BEGIN
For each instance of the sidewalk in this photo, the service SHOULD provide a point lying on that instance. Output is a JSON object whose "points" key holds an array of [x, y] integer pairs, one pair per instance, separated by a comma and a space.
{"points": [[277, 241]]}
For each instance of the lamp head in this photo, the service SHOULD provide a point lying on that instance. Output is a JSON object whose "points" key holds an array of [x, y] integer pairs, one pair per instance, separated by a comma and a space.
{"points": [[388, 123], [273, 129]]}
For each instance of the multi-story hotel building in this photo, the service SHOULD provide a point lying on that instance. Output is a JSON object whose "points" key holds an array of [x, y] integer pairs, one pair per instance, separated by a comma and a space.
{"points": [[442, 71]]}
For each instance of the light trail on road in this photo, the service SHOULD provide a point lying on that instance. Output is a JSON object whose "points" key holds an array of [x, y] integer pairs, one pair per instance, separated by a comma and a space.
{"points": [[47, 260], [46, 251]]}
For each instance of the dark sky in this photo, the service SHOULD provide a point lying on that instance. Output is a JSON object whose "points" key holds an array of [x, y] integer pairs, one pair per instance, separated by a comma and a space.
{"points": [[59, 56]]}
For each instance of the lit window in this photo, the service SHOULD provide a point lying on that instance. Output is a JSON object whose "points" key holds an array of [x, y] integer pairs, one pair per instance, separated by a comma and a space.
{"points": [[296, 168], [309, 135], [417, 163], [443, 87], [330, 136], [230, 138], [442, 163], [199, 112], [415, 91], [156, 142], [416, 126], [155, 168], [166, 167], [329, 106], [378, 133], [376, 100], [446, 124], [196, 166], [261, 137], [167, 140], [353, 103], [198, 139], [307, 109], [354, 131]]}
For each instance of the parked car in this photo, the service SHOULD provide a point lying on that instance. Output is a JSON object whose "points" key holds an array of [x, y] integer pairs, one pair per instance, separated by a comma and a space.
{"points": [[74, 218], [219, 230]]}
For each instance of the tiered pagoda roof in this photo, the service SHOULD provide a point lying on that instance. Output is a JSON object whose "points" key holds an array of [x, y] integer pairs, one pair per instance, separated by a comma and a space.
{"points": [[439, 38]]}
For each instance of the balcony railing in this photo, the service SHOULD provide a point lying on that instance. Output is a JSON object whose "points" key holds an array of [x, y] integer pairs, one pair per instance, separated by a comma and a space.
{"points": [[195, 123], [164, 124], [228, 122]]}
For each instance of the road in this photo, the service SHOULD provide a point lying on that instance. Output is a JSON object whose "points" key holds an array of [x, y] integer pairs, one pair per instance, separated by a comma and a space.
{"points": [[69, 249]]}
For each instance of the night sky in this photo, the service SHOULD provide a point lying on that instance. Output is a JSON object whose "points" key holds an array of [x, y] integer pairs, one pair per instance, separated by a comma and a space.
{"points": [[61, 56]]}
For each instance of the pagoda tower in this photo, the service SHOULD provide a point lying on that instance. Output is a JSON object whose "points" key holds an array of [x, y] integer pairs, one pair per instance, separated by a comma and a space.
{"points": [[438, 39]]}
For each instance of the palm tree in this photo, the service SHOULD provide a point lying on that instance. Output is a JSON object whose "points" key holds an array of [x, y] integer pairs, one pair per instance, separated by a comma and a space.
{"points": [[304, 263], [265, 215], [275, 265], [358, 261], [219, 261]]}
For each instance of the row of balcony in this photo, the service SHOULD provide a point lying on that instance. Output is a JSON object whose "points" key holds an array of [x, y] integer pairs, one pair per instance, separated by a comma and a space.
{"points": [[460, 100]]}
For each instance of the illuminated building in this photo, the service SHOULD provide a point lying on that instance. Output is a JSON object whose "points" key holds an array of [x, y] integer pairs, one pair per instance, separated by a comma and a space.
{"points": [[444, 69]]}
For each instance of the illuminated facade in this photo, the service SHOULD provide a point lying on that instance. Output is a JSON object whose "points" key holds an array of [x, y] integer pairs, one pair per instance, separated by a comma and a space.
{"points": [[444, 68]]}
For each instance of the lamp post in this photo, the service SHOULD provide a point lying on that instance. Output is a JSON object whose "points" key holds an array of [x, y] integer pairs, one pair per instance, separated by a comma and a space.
END
Exercise: All of the material is to be duplicated exactly.

Result for this task:
For each instance of the sidewalk in this photo, the service SHOULD provide a point lying on that instance. Output is a JSON object whose "points" key holds an array of [x, y] integer pairs, one pair per instance, separated by a comma and a space.
{"points": [[277, 241]]}
For each instance of the lamp head in this photo, the service SHOULD provide a point lying on that instance. Output is a JSON object whose "points" key holds an array of [x, y] integer pairs, one pair per instance, separated by a comma and a space.
{"points": [[388, 123], [273, 129]]}
For each instance of the multi-story hotel building in this photo, the service SHOULD provide a point lying on that instance. Output is a JSON object whose "points" key holds an array of [x, y] integer pairs, one pair per instance, separated by a comma and a space.
{"points": [[442, 71]]}
For each instance of the light trail on road in this photo, the service SHOULD provide a point lying on that instance. Output is a JSON object whose "points" key holds an array of [x, y] integer pairs, one pair per instance, separated by a comma and a space.
{"points": [[47, 260], [46, 251]]}
For each instance of the dark sky in this photo, the service SHOULD provide a point lying on that instance. Output is a JSON object whose "points" key holds an array of [x, y] integer pairs, one pair per instance, separated by a comma and a space.
{"points": [[59, 56]]}
For each instance of the lit window in this photo, the service SHOULD provide a point lying on that instance. Output is a JSON object whose "points" key holds an array of [x, y] integer pairs, one pair per instance, separated by a comma and a space.
{"points": [[296, 168], [309, 135], [417, 163], [443, 87], [330, 136], [230, 138], [442, 163], [199, 112], [415, 91], [156, 142], [416, 126], [155, 168], [166, 167], [329, 106], [378, 133], [376, 100], [446, 124], [196, 166], [261, 137], [167, 140], [353, 103], [198, 139], [307, 109], [354, 131]]}
For each instance of the parked car in this photo, the service SHOULD provide a point lying on that instance. Output is a JSON object whose "points" key holds an array of [x, y] integer pairs, one pair per instance, separated by a comma and a space.
{"points": [[74, 218], [219, 230]]}
For each instance of the tiered pagoda roof in this photo, the service SHOULD provide a point lying on that instance. Output is a JSON object whose "points" key holds an array of [x, y] integer pairs, one pair per instance, separated by a comma and a space.
{"points": [[439, 38]]}
For each instance of the balcony railing in this photo, the service SHOULD provide a point lying on that instance. Output is a JSON object whose "points" key holds an array of [x, y] integer pairs, one pair per instance, separated by a comma and a space.
{"points": [[195, 123], [164, 124], [228, 122]]}
For each instance of the road in this photo, the service SHOULD provide a point lying on that instance. Output is a JSON object whose "points" key holds an array of [x, y] integer pairs, one pair per instance, separated by a comma and a space.
{"points": [[69, 249]]}
For each instance of the night sky in this photo, the service SHOULD provide a point lying on that instance. Output is a JSON object whose "points" key holds an array of [x, y] integer pairs, one pair per instance, separated by a comma and a space.
{"points": [[61, 56]]}
For each instance of the pagoda tower in this photo, the service SHOULD provide a point lying on that instance. Output is a JSON object whose "points" key holds an array of [x, y] integer pairs, one pair per instance, separated by a comma and a space.
{"points": [[438, 39]]}
For each instance of the palm tree in this photo, the service SHOULD provide a point lying on that instance. Output is a JSON object whose "points" key holds an array of [x, y] integer pairs, one pair per instance, separated by a comma and a space.
{"points": [[304, 263], [265, 215], [275, 265], [358, 261], [219, 261]]}
For each instance of the row of balcony in this photo, the service SHOULD provide a point lying on that instance. Output is a JSON object whose "points" key holds an array of [x, y] integer pairs, one pair per instance, separated by a comma and a space.
{"points": [[460, 100]]}
For each instance of the illuminated building in this photo, the service SHOULD provide a point lying on that instance. Output is a JSON object whose "points" key holds an array of [x, y] integer pairs, one pair per instance, separated by a comma and a space.
{"points": [[444, 69]]}
For each instance of the illuminated facade in this photo, the service SHOULD provide a point lying on that instance. Output is a JSON object whose "points" key holds an array of [x, y] integer pairs, one pair per instance, separated by a comma and a space.
{"points": [[444, 68]]}
For each instance of the lamp post in this photo, the service SHOULD provide a point lying on that instance. Output is a JSON object whose "points" key holds an array of [x, y] integer pairs, one pair per instance, separated by a comma and a space.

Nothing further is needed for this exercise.